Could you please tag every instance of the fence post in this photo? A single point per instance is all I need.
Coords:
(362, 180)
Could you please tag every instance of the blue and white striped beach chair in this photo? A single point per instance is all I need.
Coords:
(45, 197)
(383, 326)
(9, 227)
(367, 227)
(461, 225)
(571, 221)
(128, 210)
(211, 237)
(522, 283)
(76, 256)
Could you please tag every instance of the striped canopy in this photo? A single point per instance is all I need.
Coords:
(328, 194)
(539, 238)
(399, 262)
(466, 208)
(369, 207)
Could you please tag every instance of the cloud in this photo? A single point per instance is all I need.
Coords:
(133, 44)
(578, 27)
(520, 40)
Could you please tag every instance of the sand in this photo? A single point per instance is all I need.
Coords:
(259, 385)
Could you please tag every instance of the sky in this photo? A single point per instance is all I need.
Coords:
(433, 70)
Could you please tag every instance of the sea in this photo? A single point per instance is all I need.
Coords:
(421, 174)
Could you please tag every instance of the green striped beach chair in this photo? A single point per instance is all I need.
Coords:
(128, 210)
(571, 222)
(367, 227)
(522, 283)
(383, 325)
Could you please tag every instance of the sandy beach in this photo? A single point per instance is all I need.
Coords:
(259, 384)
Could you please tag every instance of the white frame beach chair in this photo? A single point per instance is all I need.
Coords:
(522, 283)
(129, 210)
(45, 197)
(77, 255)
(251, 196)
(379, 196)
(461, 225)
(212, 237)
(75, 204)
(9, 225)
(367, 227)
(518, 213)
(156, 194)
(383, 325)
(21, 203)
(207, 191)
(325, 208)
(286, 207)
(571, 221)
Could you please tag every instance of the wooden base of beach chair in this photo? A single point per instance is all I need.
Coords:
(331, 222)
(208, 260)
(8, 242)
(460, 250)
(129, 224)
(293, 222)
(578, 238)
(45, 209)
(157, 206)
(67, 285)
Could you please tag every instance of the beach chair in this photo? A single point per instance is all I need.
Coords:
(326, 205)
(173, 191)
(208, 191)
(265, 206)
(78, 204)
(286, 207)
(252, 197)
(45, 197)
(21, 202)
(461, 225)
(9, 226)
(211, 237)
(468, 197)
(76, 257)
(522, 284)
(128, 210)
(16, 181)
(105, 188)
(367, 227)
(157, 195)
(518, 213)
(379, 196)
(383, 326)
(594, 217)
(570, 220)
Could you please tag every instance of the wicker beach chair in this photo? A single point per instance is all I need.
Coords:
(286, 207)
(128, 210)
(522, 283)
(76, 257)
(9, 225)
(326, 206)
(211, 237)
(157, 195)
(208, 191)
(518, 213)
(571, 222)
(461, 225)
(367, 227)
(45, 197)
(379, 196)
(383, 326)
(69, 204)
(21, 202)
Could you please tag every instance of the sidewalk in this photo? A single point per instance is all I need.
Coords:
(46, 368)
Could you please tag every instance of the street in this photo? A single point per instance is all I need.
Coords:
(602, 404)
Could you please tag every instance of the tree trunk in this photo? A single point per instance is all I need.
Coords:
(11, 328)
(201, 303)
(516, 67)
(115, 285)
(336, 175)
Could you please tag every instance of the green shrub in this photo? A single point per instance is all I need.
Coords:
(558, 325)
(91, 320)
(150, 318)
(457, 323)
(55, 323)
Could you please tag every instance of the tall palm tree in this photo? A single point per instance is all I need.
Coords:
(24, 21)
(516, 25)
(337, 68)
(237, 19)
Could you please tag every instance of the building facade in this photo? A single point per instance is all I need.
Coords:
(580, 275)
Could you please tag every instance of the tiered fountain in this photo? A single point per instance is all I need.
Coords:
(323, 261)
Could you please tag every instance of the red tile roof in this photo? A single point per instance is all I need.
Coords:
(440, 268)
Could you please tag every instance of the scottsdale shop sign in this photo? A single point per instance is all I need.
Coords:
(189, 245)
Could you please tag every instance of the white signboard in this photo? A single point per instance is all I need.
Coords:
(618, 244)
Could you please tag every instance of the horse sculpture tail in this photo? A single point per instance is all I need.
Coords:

--------

§ WHAT YOU NEED TO DO: The full listing is to be copied verbatim.

§ OUTPUT FOR THIS TASK:
Could you please tag every instance of the fence post in this photo? A single point per instance is all I need.
Coords:
(362, 180)
Could you please tag every instance of the blue and white striped beach chair in this photo? A single point per instance is all I need.
Coords:
(45, 197)
(383, 326)
(9, 227)
(367, 227)
(461, 225)
(571, 221)
(128, 210)
(211, 237)
(522, 283)
(76, 256)
Could you please tag every instance of the striped canopy in this photo? A single point per instance is all I need.
Coords:
(328, 194)
(539, 238)
(399, 262)
(466, 208)
(369, 207)
Could you please tag every instance of the cloud in this photo? A single point per instance is all I need.
Coords:
(133, 44)
(578, 27)
(520, 40)
Could you please tag every instance of the sand in this photo? A single point per instance is all I need.
Coords:
(259, 385)
Could you please tag every instance of the sky in this photo? A single point per instance is all I need.
Coords:
(433, 70)
Could you please tag every instance of the sea in this photo? A single point per instance is all I need.
Coords:
(421, 174)
Could you please tag every instance of the green striped beach chair in this photo? A single point per instance is all I need.
Coords:
(128, 210)
(571, 222)
(367, 227)
(522, 283)
(383, 325)
Could you please tag every instance of the sandy beach in this photo? A single point per instance is all I need.
Coords:
(259, 384)
Could you please tag every instance of the white frame beach chair in this photo? A single point per instance is all I need.
Coords:
(522, 283)
(129, 210)
(45, 197)
(77, 255)
(251, 196)
(379, 196)
(461, 225)
(212, 237)
(75, 204)
(9, 225)
(367, 227)
(518, 213)
(156, 194)
(383, 325)
(21, 203)
(207, 191)
(325, 208)
(286, 207)
(571, 221)
Could you please tag every instance of the wooden base of beach chair in this photo? A single point per instance is all I need.
Coords:
(331, 222)
(208, 260)
(8, 242)
(460, 250)
(129, 224)
(293, 222)
(578, 238)
(45, 209)
(157, 206)
(67, 285)
Could you please tag every instance of the beach chair in this photo? A single point per instance is all I need.
Coords:
(326, 205)
(173, 191)
(208, 191)
(265, 206)
(78, 204)
(286, 207)
(252, 197)
(45, 197)
(21, 202)
(461, 225)
(9, 226)
(211, 237)
(468, 197)
(76, 257)
(522, 284)
(128, 210)
(16, 181)
(105, 188)
(367, 227)
(157, 195)
(518, 213)
(379, 196)
(383, 326)
(594, 217)
(570, 220)
Could you please tag every instance of the wicker beach chair in this photo? A single point per instance is all I need.
Coords:
(286, 207)
(128, 210)
(522, 283)
(76, 257)
(9, 225)
(326, 206)
(211, 237)
(157, 195)
(208, 191)
(518, 213)
(571, 222)
(461, 225)
(367, 227)
(45, 197)
(379, 196)
(383, 326)
(69, 204)
(21, 202)
Could you please tag every instance of the sidewalk in this photo? A single point per instance is all I need.
Coords:
(46, 368)
Could you please tag every instance of the street in this photo? A single point per instance is all I need.
Coords:
(602, 404)
Could you please tag every instance of the tree trunk in this photo? A single point per instance is all I need.
Coords:
(11, 328)
(201, 303)
(516, 67)
(115, 285)
(336, 175)
Could you please tag every instance of the green shrub in this photo? A single point per instance is all I need.
Coords:
(558, 325)
(91, 320)
(150, 318)
(457, 323)
(55, 323)
Could you please tag every instance of the tall palm tree in this photo? A single point per instance is all I need.
Coords:
(24, 21)
(516, 25)
(337, 68)
(237, 19)
Could you please tag every instance of the building facade in this photo? A single point per instance is all I need.
Coords:
(580, 275)
Could you please tag every instance of the tiered fountain in this photo? A single point per instance is all I need.
Coords:
(323, 261)
Could you please tag every instance of the red tile roof in this photo? A single point per instance is all I need.
Coords:
(440, 268)
Could you please tag every instance of the scottsdale shop sign in this photo? A single point per instance is all I need.
Coords:
(189, 245)
Could you please tag every instance of the white signboard in this photo? A single point per instance is all I need.
Coords:
(618, 244)
Could you please tag every instance of the horse sculpture tail in this photo? A single point per instance is all I need.
Coords:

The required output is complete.